Changing an array

I’d like to let some code in a cell change an array defined in another cell. I have made the following notebook to (hopefully) clarify what I want to achieve : https://observablehq.com/@mavromatika/changing-an-array

I get the feeling that I haven’t understood how Observable works.

It already achieves what you want, but because it does so by bypassing Observable’s reactivity the view into myArray is not updated. If you change the last cell into this you’ll see the updated array:

{
  myArray[value] = "That one !"
  return myArray
}

Note that the lack of reactivity also means that you have to manually update other cells that depend on the array (or at least, the ones that you want to be reactive to these changes)

Generally speaking you should try to avoid this unless it’s really necessary for performance reasons, because you’ll run into bugs with stale state very easily. Plus it’s a lot harder to reason about the code.

So a better approach here is likely to be combining both the cell where you declare the array and update it:

myArray = {
  let myArray = ["bread","butter","strawberry jam"]
  myArray[value] = "That one !"
  return myArray
}

That way, you keep all the reactivity that makes coding in Observable so pleasant.

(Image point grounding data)
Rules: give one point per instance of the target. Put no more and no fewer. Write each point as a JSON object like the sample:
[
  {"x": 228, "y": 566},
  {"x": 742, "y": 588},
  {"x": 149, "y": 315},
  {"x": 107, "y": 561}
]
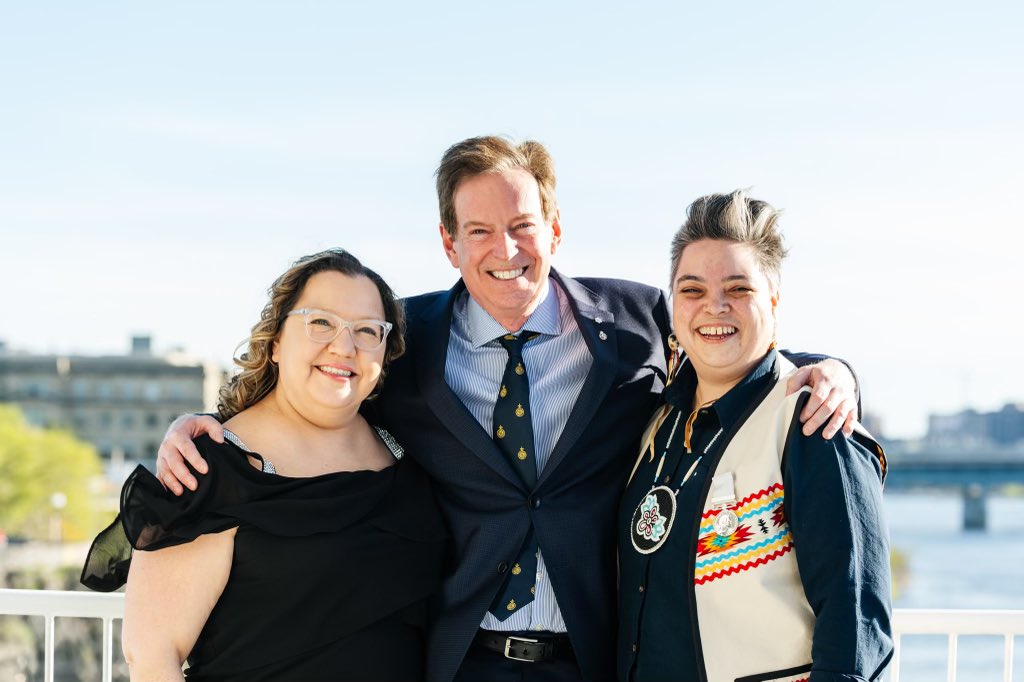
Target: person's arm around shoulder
[
  {"x": 834, "y": 399},
  {"x": 178, "y": 446},
  {"x": 170, "y": 595},
  {"x": 835, "y": 510}
]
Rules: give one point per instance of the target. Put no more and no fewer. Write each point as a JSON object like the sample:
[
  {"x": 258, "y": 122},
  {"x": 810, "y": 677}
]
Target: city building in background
[
  {"x": 120, "y": 403},
  {"x": 970, "y": 428}
]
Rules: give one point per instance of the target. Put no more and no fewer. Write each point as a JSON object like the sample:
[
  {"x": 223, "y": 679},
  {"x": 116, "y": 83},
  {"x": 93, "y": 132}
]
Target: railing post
[
  {"x": 108, "y": 650},
  {"x": 1008, "y": 658},
  {"x": 951, "y": 659},
  {"x": 48, "y": 647},
  {"x": 894, "y": 665}
]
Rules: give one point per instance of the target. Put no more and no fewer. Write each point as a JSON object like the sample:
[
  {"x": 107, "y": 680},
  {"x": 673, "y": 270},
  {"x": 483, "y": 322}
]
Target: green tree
[{"x": 35, "y": 465}]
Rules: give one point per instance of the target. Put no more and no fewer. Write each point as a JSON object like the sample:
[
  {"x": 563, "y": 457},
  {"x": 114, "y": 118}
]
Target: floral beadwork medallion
[{"x": 652, "y": 519}]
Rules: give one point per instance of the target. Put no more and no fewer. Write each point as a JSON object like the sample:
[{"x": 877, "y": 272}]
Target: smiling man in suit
[{"x": 523, "y": 393}]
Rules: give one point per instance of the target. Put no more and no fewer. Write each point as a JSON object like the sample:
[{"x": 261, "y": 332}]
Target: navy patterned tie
[{"x": 513, "y": 431}]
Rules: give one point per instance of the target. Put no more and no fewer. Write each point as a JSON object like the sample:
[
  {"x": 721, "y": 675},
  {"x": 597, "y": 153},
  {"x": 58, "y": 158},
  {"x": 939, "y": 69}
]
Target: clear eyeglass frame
[{"x": 364, "y": 332}]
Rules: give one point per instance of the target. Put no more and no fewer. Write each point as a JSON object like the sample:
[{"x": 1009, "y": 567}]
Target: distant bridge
[{"x": 974, "y": 473}]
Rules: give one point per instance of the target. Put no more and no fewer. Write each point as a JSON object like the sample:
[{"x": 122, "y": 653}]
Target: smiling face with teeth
[
  {"x": 502, "y": 245},
  {"x": 327, "y": 381},
  {"x": 723, "y": 311}
]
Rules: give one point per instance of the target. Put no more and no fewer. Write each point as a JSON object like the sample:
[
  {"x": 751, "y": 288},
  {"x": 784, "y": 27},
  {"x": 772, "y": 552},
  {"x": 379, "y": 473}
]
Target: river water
[{"x": 952, "y": 568}]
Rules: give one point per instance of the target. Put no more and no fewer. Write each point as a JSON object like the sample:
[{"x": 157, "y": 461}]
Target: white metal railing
[
  {"x": 52, "y": 604},
  {"x": 952, "y": 623}
]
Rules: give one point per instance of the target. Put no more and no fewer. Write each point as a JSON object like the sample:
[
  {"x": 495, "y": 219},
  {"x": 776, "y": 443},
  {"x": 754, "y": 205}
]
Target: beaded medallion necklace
[{"x": 654, "y": 515}]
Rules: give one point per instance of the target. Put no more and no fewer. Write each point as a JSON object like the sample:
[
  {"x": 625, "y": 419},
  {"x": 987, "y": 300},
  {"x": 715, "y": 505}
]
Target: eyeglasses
[{"x": 325, "y": 327}]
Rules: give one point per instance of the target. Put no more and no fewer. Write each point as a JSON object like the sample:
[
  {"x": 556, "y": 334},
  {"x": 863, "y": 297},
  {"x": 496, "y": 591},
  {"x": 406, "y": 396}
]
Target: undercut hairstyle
[
  {"x": 491, "y": 154},
  {"x": 734, "y": 217},
  {"x": 259, "y": 373}
]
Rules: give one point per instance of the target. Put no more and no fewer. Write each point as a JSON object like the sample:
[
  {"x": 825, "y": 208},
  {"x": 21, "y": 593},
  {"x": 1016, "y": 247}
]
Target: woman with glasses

- What to produce
Copy the passage on changing an array from "Changing an array" to "how Observable works.".

- Completed exercise
Changing an array

I’d like to let some code in a cell change an array defined in another cell. I have made the following notebook to (hopefully) clarify what I want to achieve : https://observablehq.com/@mavromatika/changing-an-array

I get the feeling that I haven’t understood how Observable works.